━━━━━ Source excerpt
Company quality, value and sustainability measures, and ratios between them or other measures, including compliance, safety, environmental and employee matters;

 

   

Project completion measures, and ratios between them or other measures, including satisfaction of interim milestones regarding budgets and deadlines, and satisfaction of project deadlines and budget amounts;

 

   

Measures relating to acquisitions, divestitures, dispositions or customer satisfaction, and ratios between them or other measures;

 

   

Additional ratios between the above categories, including margins, liquidity measures, which include debt to earnings (including EBITDA, EBIT, EBITD and EBITA), interest expense and/or other fixed charges, earnings (including EBITDA, EBIT, EBITD and EBITA) to interest expense and/or other fixed charges, and earnings before or after the effect of items such as interest, taxes, depreciation and amortization.

 

The Committee may in its discretion also determine to use other objective performance measures as Performance Criteria.

 

Unless otherwise provided in an award agreement, the following provisions apply if the recipient of a Performance Award ceases to be an employee for any reason prior to payment of the Performance Award:

 

(i) If a grantee ceases to be an employee by reason of retirement, disability or death, the employee will be entitled to a pro-rata portion of the Performance Award based upon the number of whole and partial months of employment during the Performance Period, contingent upon achievement of the performance goals and subject to any negative discretion retained by the Committee; and

 

(ii) If a grantee ceases to be an employee for any reason other than retirement, disability or death, any Performance Award shall be immediately forfeited.
━━━━━━━━━━
━━━━━ Records shown
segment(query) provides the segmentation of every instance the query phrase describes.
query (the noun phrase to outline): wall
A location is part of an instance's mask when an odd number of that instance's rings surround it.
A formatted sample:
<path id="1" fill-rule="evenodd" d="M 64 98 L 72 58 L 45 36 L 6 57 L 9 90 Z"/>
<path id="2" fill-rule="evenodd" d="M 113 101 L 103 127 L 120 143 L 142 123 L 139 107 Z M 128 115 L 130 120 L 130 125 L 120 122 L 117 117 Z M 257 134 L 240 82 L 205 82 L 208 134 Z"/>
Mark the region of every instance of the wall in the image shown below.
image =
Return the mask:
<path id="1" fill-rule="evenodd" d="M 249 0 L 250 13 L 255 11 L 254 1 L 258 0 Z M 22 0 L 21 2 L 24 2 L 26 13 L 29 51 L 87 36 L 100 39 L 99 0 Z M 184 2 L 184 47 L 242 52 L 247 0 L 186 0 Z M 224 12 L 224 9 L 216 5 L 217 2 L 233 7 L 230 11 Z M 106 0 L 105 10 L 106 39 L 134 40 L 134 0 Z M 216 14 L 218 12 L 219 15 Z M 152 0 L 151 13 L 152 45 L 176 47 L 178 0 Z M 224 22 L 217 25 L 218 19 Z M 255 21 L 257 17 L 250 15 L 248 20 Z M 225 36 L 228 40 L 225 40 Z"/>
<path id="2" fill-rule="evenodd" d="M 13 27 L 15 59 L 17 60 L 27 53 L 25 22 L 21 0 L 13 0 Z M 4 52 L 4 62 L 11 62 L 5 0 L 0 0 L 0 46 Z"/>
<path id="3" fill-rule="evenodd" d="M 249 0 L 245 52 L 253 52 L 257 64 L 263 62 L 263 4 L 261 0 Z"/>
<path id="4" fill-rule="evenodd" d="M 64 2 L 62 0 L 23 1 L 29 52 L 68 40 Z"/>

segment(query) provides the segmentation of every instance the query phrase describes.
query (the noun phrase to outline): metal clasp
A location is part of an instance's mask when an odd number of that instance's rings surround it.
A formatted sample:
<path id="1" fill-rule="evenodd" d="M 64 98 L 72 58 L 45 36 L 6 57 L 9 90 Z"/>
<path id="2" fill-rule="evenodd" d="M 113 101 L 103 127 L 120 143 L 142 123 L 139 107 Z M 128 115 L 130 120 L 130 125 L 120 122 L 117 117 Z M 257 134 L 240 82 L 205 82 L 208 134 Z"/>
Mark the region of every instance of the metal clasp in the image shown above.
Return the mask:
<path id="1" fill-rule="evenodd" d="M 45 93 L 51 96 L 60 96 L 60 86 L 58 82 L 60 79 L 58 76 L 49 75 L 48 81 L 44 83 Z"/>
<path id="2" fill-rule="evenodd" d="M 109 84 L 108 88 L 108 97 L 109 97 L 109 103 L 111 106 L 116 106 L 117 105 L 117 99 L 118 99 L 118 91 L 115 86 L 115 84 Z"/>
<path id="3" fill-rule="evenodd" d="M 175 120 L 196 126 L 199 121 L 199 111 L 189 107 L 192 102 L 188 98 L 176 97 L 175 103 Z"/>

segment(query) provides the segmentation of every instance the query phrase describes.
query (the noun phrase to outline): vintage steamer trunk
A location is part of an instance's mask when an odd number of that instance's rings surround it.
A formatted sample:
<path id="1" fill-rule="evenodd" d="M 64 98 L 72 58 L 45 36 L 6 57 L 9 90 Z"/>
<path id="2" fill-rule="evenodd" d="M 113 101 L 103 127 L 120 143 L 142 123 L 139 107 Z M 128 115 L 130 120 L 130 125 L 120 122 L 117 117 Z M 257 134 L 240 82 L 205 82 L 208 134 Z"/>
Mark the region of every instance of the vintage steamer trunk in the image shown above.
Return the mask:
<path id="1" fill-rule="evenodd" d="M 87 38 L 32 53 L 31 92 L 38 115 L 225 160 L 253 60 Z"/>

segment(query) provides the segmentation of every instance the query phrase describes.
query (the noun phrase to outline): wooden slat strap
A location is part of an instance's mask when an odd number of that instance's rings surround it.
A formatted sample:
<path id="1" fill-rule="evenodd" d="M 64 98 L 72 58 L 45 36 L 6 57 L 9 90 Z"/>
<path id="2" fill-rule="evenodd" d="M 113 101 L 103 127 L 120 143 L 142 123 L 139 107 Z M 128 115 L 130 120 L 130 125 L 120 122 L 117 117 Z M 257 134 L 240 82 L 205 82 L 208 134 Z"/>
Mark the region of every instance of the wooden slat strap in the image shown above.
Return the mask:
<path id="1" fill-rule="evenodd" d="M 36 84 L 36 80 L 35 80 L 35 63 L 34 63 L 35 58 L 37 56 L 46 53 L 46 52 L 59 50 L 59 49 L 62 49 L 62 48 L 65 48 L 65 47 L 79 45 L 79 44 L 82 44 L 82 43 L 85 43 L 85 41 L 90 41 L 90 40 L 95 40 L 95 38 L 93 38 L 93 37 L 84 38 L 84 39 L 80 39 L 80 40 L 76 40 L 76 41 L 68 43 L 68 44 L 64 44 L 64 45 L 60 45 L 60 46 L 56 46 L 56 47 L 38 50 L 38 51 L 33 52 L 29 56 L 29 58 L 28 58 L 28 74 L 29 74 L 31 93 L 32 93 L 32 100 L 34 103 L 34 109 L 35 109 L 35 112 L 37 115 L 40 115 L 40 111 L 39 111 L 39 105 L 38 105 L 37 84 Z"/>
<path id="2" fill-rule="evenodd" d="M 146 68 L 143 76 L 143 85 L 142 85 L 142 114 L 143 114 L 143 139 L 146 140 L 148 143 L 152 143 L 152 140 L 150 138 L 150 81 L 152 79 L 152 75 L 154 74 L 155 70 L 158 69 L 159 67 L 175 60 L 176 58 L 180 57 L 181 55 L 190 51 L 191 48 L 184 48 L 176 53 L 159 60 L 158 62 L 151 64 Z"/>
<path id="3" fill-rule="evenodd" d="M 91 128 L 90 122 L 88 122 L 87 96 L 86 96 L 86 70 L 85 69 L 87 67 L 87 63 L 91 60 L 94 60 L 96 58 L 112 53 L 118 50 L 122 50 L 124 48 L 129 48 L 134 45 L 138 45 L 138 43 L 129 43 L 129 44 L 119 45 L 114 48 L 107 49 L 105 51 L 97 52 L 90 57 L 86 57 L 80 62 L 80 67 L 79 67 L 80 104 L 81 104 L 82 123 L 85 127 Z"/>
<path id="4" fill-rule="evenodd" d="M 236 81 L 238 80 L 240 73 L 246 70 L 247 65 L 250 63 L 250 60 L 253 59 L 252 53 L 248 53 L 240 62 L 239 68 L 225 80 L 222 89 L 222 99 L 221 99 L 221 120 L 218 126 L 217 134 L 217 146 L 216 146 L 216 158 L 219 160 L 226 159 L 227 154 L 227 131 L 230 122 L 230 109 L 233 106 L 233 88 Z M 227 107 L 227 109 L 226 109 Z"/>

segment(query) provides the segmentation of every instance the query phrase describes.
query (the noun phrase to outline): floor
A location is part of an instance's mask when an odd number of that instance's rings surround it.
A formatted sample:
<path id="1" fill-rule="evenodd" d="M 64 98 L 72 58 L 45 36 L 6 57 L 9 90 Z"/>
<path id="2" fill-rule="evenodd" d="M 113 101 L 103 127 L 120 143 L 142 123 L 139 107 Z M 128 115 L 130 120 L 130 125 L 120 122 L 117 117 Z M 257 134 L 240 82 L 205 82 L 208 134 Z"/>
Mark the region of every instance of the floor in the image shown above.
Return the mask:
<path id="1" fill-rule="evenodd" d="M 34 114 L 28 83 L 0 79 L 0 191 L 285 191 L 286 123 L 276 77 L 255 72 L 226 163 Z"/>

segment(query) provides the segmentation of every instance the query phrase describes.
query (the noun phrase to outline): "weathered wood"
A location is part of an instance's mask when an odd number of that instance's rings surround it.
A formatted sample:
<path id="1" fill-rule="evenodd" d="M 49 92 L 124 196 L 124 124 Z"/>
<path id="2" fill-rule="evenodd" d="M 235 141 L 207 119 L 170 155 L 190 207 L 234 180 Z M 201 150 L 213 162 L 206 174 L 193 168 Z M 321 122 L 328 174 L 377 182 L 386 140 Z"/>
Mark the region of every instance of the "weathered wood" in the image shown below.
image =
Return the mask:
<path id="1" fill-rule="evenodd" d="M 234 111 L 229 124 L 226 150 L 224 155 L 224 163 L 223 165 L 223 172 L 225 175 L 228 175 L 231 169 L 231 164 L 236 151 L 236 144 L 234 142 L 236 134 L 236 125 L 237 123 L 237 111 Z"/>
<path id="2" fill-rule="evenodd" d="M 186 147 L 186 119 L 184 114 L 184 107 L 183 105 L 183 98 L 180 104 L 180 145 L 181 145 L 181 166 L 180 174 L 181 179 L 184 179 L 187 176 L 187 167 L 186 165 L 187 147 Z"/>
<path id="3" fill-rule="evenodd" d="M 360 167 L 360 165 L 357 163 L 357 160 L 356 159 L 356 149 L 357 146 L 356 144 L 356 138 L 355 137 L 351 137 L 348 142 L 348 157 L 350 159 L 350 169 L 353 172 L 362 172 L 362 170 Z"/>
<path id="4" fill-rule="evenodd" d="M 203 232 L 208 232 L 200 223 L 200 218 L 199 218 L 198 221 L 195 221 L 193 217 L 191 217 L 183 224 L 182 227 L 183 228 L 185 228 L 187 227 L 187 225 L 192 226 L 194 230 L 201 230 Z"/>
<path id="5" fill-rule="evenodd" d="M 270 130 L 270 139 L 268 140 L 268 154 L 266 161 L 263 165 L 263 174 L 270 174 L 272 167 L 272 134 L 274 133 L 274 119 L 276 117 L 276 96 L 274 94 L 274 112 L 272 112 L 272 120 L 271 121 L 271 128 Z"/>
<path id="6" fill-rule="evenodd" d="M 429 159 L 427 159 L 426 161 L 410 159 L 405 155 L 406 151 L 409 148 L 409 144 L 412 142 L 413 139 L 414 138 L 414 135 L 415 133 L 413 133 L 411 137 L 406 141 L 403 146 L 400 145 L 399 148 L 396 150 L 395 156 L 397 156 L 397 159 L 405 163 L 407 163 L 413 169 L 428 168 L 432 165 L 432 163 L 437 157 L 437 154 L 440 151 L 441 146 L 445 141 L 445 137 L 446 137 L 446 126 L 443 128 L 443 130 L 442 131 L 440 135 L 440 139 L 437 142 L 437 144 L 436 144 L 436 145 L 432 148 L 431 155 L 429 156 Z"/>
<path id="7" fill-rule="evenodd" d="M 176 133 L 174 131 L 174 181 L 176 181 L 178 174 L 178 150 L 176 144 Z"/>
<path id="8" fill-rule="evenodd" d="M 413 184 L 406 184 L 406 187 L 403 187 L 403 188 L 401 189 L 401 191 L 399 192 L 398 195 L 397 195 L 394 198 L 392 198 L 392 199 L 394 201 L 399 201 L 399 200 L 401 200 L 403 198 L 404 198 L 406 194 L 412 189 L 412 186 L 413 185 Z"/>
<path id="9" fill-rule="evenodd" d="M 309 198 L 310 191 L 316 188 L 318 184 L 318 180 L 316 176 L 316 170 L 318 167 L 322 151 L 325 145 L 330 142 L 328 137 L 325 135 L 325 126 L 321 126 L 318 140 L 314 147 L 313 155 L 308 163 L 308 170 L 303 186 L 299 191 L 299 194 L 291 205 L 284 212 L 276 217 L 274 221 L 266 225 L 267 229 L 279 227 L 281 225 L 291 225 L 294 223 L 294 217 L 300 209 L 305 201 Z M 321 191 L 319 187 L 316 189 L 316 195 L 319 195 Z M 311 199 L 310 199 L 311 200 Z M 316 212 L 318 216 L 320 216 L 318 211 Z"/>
━━━━━━━━━━
From the performance award excerpt above, list each abbreviation given in parentheses as a form of earnings.

EBITDA, EBIT, EBITD, EBITA